++++ Görev verileri ++++
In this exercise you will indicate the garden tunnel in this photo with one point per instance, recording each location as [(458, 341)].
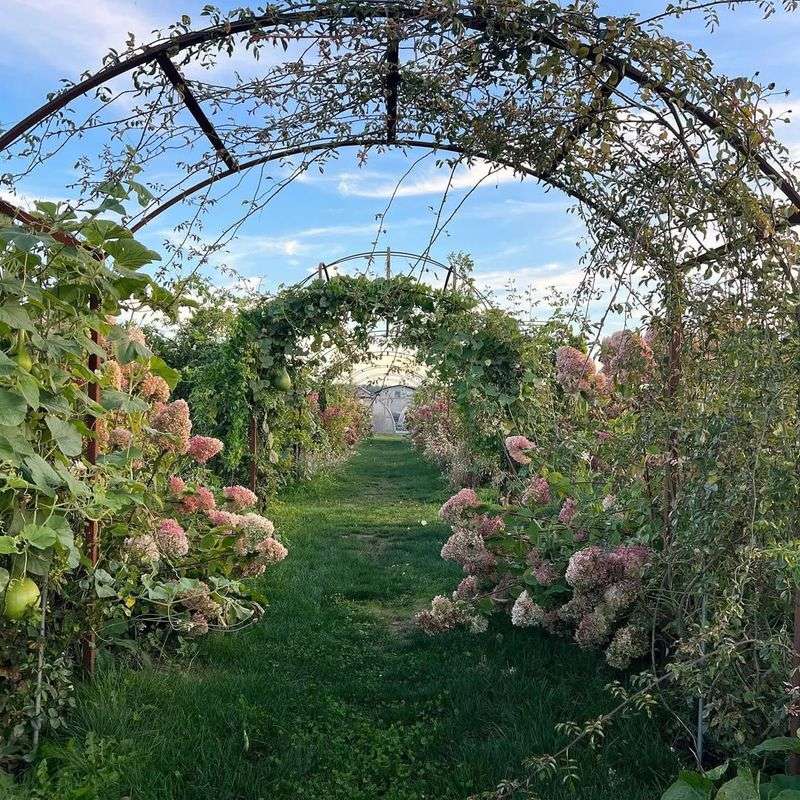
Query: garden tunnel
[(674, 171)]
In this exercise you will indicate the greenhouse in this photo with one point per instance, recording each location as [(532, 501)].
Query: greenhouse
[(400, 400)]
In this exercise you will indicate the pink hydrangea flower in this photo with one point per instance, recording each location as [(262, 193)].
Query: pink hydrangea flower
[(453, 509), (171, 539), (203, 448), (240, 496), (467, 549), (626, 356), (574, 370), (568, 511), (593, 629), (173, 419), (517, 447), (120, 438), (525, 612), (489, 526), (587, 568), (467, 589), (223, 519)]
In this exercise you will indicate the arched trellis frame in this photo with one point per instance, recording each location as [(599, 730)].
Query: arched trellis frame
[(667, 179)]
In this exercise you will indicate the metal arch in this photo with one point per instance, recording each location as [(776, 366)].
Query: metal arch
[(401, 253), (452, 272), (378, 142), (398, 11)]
++++
++++ Görev verileri ++++
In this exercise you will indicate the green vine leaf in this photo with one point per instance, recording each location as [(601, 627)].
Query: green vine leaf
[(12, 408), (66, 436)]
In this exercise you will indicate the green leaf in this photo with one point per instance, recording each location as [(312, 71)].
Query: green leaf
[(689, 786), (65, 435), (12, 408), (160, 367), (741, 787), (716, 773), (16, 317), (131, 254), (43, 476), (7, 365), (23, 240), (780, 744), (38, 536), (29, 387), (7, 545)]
++++
Materyalde "In this exercise you will indicate the garden" ifadesini içeren satırdan "[(400, 400)]" ifadesini içeren satıra kadar uzanan kısmı, iki uç da dahil olmak üzere, "greenhouse" yerine "glasshouse" koyarak ve geri kalan her şeyi aynen bırakarak yeniden yazın. Cevaba resimleri almayın.

> _Görevin çözümü_:
In this exercise you will indicate the garden tunnel in this photo with one point per instance, recording each location as [(458, 341)].
Query: garden tunnel
[(674, 171)]
In this exercise you will indicate the glasshouse in this photo with one point per instance, recording each location as [(532, 501)].
Query: glasshouse
[(400, 400)]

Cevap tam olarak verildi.